Work to be completed: Turn the listing below, from its first line through the line containing "[667,662,1269,896]", into a numbered list with any blank lines left out.
★ ★ ★ ★ ★ ★ ★
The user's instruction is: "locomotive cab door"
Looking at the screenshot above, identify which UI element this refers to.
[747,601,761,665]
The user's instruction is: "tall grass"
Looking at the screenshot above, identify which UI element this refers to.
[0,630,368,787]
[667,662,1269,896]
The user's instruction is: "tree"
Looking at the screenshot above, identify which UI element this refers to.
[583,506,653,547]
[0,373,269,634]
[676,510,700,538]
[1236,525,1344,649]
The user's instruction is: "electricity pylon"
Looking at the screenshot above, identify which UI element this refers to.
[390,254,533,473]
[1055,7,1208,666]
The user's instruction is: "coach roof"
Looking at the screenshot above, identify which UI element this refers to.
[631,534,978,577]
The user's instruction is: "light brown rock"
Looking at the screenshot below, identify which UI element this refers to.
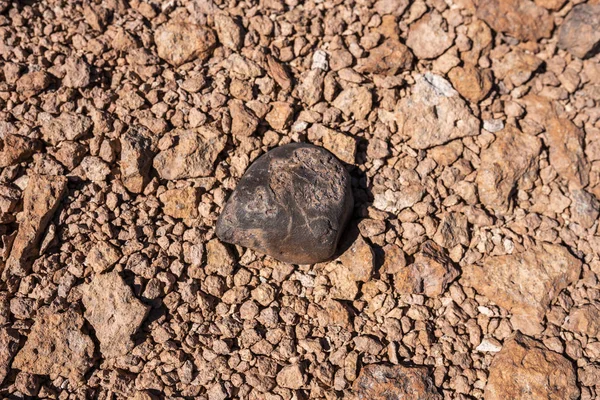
[394,240,460,297]
[476,0,554,41]
[5,175,67,276]
[81,272,150,359]
[154,21,217,67]
[153,126,227,180]
[12,310,94,386]
[394,73,479,149]
[476,126,541,214]
[484,333,579,400]
[352,364,442,400]
[463,243,581,334]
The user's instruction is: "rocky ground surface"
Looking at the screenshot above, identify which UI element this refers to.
[0,0,600,400]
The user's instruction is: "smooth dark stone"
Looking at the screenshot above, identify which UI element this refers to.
[216,143,354,264]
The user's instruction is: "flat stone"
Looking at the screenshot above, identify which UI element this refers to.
[484,333,579,400]
[352,364,442,400]
[216,143,353,264]
[12,310,94,385]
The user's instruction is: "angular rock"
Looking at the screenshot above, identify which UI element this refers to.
[216,143,353,264]
[558,3,600,58]
[463,243,581,334]
[448,64,493,103]
[406,10,455,59]
[352,364,443,400]
[356,38,414,75]
[0,327,19,385]
[394,240,460,297]
[159,187,200,218]
[153,126,227,180]
[476,126,541,214]
[81,272,150,359]
[476,0,554,41]
[154,21,217,67]
[6,175,67,276]
[484,333,579,400]
[332,86,373,120]
[120,127,154,193]
[394,73,479,149]
[12,310,94,386]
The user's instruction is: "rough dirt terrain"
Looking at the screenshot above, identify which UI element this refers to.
[0,0,600,400]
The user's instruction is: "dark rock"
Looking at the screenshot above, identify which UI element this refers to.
[216,143,354,264]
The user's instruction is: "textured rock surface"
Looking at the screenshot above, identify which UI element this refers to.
[12,310,94,385]
[463,243,581,334]
[395,74,479,149]
[81,272,149,359]
[485,333,580,400]
[216,144,353,264]
[352,364,442,400]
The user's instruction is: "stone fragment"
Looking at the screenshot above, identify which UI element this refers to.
[448,64,493,103]
[356,38,414,75]
[332,86,373,120]
[476,0,554,41]
[159,187,200,219]
[120,127,154,193]
[214,14,244,51]
[12,310,94,386]
[62,57,91,88]
[229,99,260,138]
[394,73,479,149]
[154,20,217,67]
[394,240,460,297]
[484,333,579,400]
[558,3,600,58]
[216,143,353,264]
[85,241,122,274]
[406,10,455,59]
[352,364,443,400]
[0,133,41,168]
[6,175,67,276]
[81,272,150,359]
[276,364,306,390]
[463,243,581,334]
[40,112,92,146]
[153,126,227,180]
[0,327,19,385]
[476,126,541,214]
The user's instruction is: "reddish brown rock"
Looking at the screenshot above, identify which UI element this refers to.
[352,364,442,400]
[476,0,554,41]
[394,241,460,297]
[6,175,67,276]
[484,333,579,400]
[463,243,581,334]
[477,127,541,214]
[154,21,217,67]
[12,310,94,386]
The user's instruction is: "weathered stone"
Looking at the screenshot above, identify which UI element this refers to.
[81,272,150,359]
[6,175,67,276]
[12,310,94,386]
[154,21,217,67]
[352,364,442,400]
[395,73,479,149]
[394,241,460,297]
[159,187,200,218]
[477,126,541,214]
[484,333,579,400]
[476,0,554,41]
[153,126,227,180]
[558,4,600,58]
[216,143,353,264]
[463,243,581,334]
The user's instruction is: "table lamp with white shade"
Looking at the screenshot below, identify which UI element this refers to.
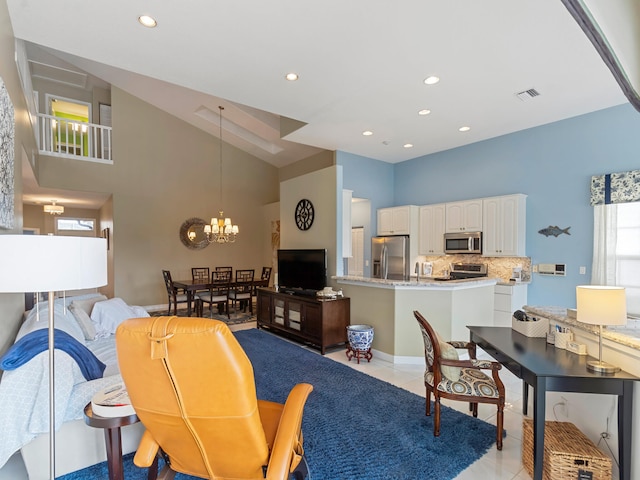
[0,235,107,480]
[576,285,627,374]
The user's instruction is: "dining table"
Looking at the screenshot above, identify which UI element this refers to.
[173,279,268,317]
[173,279,214,317]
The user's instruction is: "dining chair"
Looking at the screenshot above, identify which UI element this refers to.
[162,270,189,315]
[196,270,231,318]
[191,267,209,282]
[191,267,210,296]
[413,310,505,450]
[229,269,255,314]
[215,267,233,278]
[251,267,272,301]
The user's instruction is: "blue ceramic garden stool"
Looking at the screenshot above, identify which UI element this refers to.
[347,325,373,363]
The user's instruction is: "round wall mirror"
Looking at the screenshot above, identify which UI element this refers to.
[180,217,209,250]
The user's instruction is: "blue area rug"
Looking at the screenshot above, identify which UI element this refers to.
[60,329,495,480]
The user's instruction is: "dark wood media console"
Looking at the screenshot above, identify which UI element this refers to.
[257,288,351,355]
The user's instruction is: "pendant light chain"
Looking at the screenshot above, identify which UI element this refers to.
[218,105,224,209]
[204,105,238,243]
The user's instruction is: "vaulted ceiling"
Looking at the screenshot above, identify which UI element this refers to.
[7,0,626,166]
[6,0,638,210]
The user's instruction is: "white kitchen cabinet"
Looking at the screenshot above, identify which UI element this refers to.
[377,205,418,235]
[445,199,482,233]
[482,194,527,257]
[418,203,446,255]
[493,283,527,327]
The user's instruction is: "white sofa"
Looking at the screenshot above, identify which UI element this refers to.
[0,294,149,480]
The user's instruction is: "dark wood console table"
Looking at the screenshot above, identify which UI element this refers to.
[257,288,351,355]
[468,327,640,480]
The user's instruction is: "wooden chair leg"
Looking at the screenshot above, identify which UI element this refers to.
[425,385,431,417]
[496,405,504,450]
[433,393,440,437]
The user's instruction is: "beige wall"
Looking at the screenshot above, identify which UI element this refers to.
[39,88,278,305]
[280,165,342,278]
[278,150,336,182]
[0,2,36,354]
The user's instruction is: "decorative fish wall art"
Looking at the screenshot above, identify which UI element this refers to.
[538,225,571,237]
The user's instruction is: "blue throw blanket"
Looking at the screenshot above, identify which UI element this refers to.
[0,328,106,380]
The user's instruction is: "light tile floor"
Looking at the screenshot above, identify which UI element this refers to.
[0,323,532,480]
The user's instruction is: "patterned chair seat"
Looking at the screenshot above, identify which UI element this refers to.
[424,368,500,398]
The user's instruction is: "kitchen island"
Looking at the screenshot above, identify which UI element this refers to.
[333,276,499,363]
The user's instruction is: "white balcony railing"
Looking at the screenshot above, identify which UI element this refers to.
[38,113,113,163]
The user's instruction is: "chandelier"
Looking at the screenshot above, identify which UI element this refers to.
[204,106,238,243]
[43,200,64,215]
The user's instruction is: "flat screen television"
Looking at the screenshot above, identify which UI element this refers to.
[278,249,327,295]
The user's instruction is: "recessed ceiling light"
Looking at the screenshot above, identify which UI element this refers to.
[138,15,158,28]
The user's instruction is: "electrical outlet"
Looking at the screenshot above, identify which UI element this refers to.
[560,397,569,417]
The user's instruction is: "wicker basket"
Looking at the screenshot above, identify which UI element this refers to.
[511,317,549,337]
[522,418,611,480]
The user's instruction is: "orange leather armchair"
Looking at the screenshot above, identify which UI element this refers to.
[116,317,313,480]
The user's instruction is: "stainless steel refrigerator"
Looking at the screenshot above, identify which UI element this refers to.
[371,235,410,280]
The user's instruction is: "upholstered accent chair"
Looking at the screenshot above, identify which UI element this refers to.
[162,270,189,315]
[116,316,313,480]
[413,311,505,450]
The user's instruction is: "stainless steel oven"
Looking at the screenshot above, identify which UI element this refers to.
[444,232,482,254]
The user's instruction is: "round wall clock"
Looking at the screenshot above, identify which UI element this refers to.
[295,198,313,230]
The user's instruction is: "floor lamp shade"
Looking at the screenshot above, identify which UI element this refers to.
[0,235,107,293]
[576,285,627,373]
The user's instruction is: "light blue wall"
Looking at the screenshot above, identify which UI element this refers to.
[336,152,395,276]
[338,105,640,307]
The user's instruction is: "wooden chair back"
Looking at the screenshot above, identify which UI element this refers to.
[191,267,209,282]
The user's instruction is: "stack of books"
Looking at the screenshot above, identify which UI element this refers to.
[91,383,136,417]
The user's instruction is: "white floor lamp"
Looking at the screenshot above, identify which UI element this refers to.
[0,235,107,480]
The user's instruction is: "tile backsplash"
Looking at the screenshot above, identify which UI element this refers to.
[420,255,531,282]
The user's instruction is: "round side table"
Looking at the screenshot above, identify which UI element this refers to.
[84,402,158,480]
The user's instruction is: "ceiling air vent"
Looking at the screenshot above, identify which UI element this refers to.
[516,88,540,102]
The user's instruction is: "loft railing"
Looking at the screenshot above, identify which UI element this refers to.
[38,113,113,163]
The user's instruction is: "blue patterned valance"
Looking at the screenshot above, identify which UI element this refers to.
[591,170,640,205]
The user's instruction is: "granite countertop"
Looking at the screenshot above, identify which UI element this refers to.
[524,305,640,350]
[331,275,498,289]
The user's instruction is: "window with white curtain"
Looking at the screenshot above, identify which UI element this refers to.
[591,202,640,317]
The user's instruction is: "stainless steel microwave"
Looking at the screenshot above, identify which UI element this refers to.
[444,232,482,253]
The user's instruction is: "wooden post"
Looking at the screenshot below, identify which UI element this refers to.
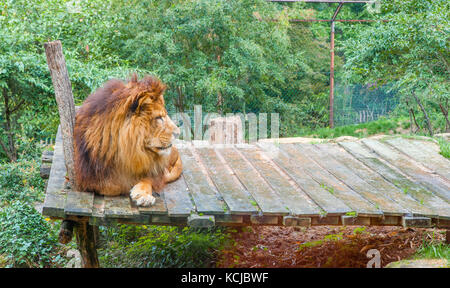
★ ★ ★ ★ ★ ★ ★
Result of this exercise:
1. The user's instruction is: "locomotive cab door"
2. Looking at the screenshot above, identify which UI element this refers to.
3. [747,601,761,665]
4. The user's instruction is: "tall grass"
5. Looking at the screenshot above, identify which UI element this refers to.
6. [0,630,368,787]
7. [667,662,1269,896]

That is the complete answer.